## start

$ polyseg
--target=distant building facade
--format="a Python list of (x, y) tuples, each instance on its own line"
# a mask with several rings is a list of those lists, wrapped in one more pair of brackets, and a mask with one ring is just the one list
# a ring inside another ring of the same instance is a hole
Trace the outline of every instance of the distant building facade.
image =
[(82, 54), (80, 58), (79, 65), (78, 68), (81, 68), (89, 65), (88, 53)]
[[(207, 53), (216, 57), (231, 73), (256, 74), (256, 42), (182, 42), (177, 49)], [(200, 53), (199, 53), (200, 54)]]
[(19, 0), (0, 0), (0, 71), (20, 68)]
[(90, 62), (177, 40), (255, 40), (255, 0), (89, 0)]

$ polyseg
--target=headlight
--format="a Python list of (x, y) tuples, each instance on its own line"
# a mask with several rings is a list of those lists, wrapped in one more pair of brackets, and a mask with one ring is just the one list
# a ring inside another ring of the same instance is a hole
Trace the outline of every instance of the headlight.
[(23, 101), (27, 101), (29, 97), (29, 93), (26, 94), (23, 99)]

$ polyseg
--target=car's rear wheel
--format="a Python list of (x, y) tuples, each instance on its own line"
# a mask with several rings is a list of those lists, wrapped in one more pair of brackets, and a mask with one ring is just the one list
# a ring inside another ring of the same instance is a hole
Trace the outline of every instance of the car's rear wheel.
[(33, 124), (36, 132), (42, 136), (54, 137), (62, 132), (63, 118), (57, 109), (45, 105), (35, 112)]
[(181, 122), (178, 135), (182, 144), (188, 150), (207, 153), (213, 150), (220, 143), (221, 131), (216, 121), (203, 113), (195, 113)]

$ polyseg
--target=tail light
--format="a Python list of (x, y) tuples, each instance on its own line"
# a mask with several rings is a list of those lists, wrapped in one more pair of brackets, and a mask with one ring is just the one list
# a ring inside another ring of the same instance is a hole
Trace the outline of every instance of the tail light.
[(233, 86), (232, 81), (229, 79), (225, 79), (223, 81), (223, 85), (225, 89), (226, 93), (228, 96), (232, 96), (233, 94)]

## end

> [WHAT TO DO]:
Rewrite every line of the rows above as a single numbered list, leaving out the blank lines.

> [FULL ANSWER]:
1. $ polyseg
2. --target=distant building facade
3. --format="a Python list of (x, y) tuples, each instance on its own line"
4. # a mask with several rings is a list of those lists, wrapped in one more pair of brackets, and a mask with one ring is just the one list
5. # a ring inside another ring of the same instance is a hole
6. Trace the outline of every instance of the distant building facade.
7. image =
8. [(82, 54), (80, 58), (79, 65), (78, 68), (81, 68), (89, 65), (88, 53)]
9. [[(207, 53), (216, 57), (231, 73), (256, 74), (256, 42), (182, 42), (177, 49)], [(200, 53), (199, 53), (200, 54)]]
10. [(19, 0), (0, 0), (0, 71), (20, 68)]
11. [(90, 62), (177, 40), (255, 40), (255, 0), (89, 0)]
12. $ polyseg
13. --target=headlight
14. --format="a Python list of (x, y) tuples, each instance on its own line"
15. # a mask with several rings is a list of those lists, wrapped in one more pair of brackets, and a mask with one ring is just the one list
16. # a ring inside another ring of the same instance is a hole
17. Trace the outline of every instance of the headlight.
18. [(23, 101), (27, 101), (29, 97), (29, 93), (26, 94), (23, 99)]
19. $ polyseg
20. --target=car's rear wheel
21. --format="a Python list of (x, y) tuples, each instance on its own line"
22. # a mask with several rings is a list of those lists, wrapped in one more pair of brackets, and a mask with one ring is just the one list
23. # a ring inside another ring of the same instance is a hole
24. Trace the outline of every instance of the car's rear wheel.
25. [(33, 124), (36, 132), (42, 136), (54, 137), (62, 132), (63, 118), (57, 109), (45, 105), (35, 112)]
26. [(181, 122), (178, 135), (182, 144), (188, 150), (207, 153), (213, 150), (220, 143), (221, 131), (216, 121), (203, 113), (195, 113)]
27. $ polyseg
28. --target=tail light
29. --format="a Python list of (x, y) tuples, each instance on its own line"
30. # a mask with several rings is a list of those lists, wrapped in one more pair of brackets, and a mask with one ring is just the one list
31. # a ring inside another ring of the same instance is a hole
32. Trace the outline of every instance of the tail light.
33. [(233, 86), (232, 81), (229, 79), (225, 79), (223, 81), (223, 85), (225, 89), (226, 93), (228, 96), (232, 96), (233, 94)]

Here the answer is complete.